- [WHAT IS BEING ASKED]
Rewrite every line of the items below as a numbered list, dropping any blank lines and leaving the pictures out of your answer.

[Excerpts from a point labeling dataset]
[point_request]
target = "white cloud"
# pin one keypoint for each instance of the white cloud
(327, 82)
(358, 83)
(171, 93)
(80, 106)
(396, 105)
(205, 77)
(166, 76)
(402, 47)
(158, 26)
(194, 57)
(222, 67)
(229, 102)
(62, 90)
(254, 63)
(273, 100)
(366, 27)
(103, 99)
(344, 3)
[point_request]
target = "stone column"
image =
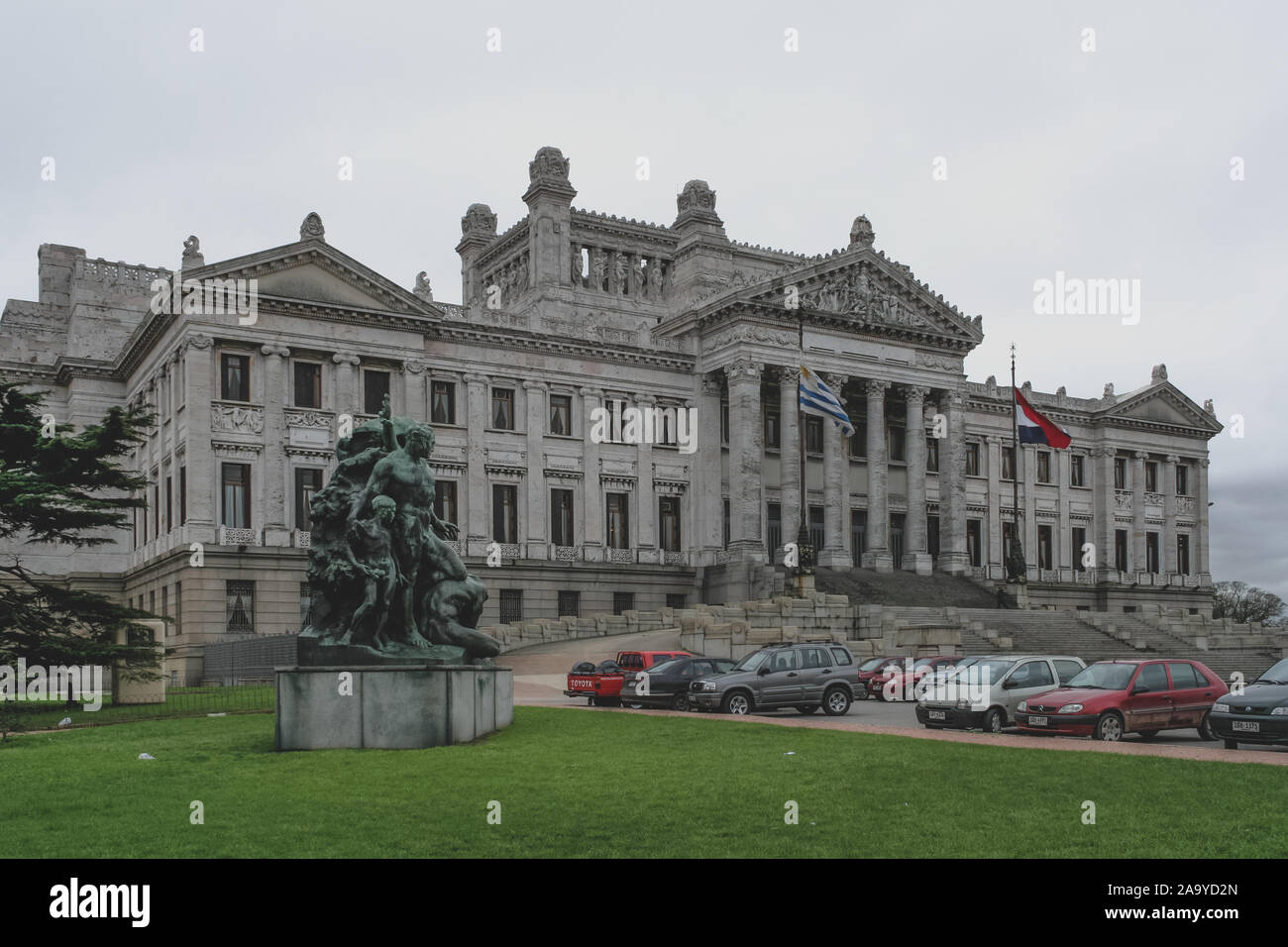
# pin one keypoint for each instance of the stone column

- [SOLUTION TO THE PROBLEM]
1. [point_request]
2. target = "white cloud"
3. # pin one keypoint for each instance of the white cloud
4. (327, 82)
5. (358, 83)
6. (171, 93)
7. (80, 106)
8. (396, 105)
9. (205, 77)
10. (166, 76)
11. (402, 47)
12. (158, 26)
13. (194, 57)
14. (222, 67)
15. (229, 102)
16. (62, 90)
17. (254, 63)
18. (273, 100)
19. (366, 27)
20. (103, 99)
21. (344, 3)
22. [point_request]
23. target = "stone column"
24. image =
25. # pin one keypoint for each instance of the stone column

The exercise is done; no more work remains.